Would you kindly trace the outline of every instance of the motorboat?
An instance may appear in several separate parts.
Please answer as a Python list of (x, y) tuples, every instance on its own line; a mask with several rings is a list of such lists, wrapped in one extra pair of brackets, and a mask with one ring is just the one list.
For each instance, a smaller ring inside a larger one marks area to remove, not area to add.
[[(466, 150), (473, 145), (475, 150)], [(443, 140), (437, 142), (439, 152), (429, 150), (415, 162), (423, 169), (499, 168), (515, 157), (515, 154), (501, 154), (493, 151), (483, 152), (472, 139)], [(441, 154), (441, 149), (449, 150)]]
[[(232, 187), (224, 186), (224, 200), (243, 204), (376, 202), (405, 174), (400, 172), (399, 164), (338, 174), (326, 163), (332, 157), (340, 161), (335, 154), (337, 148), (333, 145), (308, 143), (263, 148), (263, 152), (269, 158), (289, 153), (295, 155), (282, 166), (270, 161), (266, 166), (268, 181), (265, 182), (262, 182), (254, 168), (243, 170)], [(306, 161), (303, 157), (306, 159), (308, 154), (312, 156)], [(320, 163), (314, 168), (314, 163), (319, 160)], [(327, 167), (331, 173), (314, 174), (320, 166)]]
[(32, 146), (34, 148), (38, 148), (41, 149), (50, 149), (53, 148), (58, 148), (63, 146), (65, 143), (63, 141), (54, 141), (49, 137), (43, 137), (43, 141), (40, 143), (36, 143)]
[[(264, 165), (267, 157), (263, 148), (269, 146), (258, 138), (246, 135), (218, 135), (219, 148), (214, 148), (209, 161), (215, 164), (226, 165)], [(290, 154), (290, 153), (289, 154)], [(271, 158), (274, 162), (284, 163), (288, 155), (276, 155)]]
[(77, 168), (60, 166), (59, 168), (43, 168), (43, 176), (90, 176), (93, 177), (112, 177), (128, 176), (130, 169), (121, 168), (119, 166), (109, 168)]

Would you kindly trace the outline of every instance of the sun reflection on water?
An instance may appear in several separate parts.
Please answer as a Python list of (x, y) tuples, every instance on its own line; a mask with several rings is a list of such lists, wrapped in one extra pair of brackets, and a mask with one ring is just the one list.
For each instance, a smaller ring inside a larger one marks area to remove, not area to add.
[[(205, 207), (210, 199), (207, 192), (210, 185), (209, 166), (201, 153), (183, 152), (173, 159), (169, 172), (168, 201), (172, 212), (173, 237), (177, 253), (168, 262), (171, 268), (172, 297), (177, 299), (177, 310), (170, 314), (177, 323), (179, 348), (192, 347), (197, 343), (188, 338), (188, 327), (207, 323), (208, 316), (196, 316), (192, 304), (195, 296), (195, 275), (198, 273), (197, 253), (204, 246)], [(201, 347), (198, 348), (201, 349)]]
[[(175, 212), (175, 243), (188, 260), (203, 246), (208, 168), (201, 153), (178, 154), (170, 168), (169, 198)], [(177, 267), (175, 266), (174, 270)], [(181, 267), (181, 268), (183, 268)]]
────
• [TASK STATEMENT]:
Reproduce all of the records above, changing each occurrence of "separate parts" to "disconnected pieces" and leaving everything else the same.

• [WRITTEN ANSWER]:
Would you kindly trace the outline of every instance of the motorboat?
An instance may appear in several disconnected pieces.
Please answer as a Python list of (x, y) tuples, every instance on its own line; a mask with several rings is a list of such lists, wrapped in one extra pair of brackets, and a mask with one ring is just the one list.
For each instance, a smaller ring inside a larger one marks area to remove, not area to add.
[[(466, 150), (473, 145), (475, 150)], [(443, 140), (437, 142), (439, 152), (429, 150), (415, 162), (423, 169), (499, 168), (515, 157), (515, 154), (501, 154), (493, 151), (483, 152), (472, 139)], [(441, 154), (441, 149), (449, 150)]]
[[(232, 187), (224, 186), (224, 200), (243, 204), (376, 202), (405, 174), (400, 172), (399, 164), (338, 174), (326, 163), (332, 157), (340, 161), (335, 154), (337, 148), (333, 145), (308, 143), (263, 148), (263, 152), (269, 158), (289, 153), (295, 155), (282, 166), (270, 161), (266, 166), (268, 181), (265, 182), (262, 182), (254, 168), (243, 170)], [(306, 161), (303, 157), (306, 159), (308, 154), (312, 156)], [(320, 163), (314, 168), (314, 163), (319, 160)], [(327, 167), (331, 173), (314, 174), (320, 166)]]
[(32, 146), (34, 148), (38, 148), (41, 149), (50, 149), (53, 148), (58, 148), (63, 146), (65, 143), (63, 141), (54, 141), (49, 137), (43, 137), (43, 141), (40, 143), (36, 143)]
[[(264, 165), (267, 157), (263, 148), (269, 146), (258, 138), (246, 135), (218, 135), (219, 148), (214, 148), (209, 161), (215, 164), (226, 165)], [(290, 154), (290, 153), (289, 154)], [(271, 158), (274, 162), (284, 163), (288, 155), (276, 155)]]
[(77, 168), (60, 166), (59, 168), (43, 168), (43, 176), (90, 176), (93, 177), (112, 177), (128, 176), (130, 169), (121, 168), (119, 166), (109, 168)]

Would you kindly trace the outline of every instance of the sun reflection on water?
An instance may appear in several disconnected pieces.
Please answer as a Python list of (x, y) tuples, every instance on its own line; a mask with several rings is a list of such lists, wrapped in one extra pair of brackets, and a mask with one ring is just the one list.
For each instance, a smaller ring inside a larger one marks area to remove, not area to add.
[[(205, 207), (210, 199), (207, 192), (210, 185), (209, 166), (201, 153), (183, 152), (173, 159), (169, 172), (168, 201), (172, 212), (173, 237), (177, 253), (168, 262), (171, 268), (172, 297), (177, 299), (177, 310), (170, 314), (177, 323), (179, 348), (192, 347), (197, 343), (188, 338), (188, 327), (207, 323), (208, 316), (196, 316), (192, 304), (195, 296), (195, 275), (198, 273), (197, 253), (204, 246)], [(201, 347), (198, 348), (201, 349)]]
[[(175, 212), (175, 243), (188, 260), (203, 246), (208, 168), (201, 153), (178, 154), (170, 168), (169, 198)], [(177, 267), (175, 266), (174, 270)], [(181, 267), (181, 268), (183, 268)]]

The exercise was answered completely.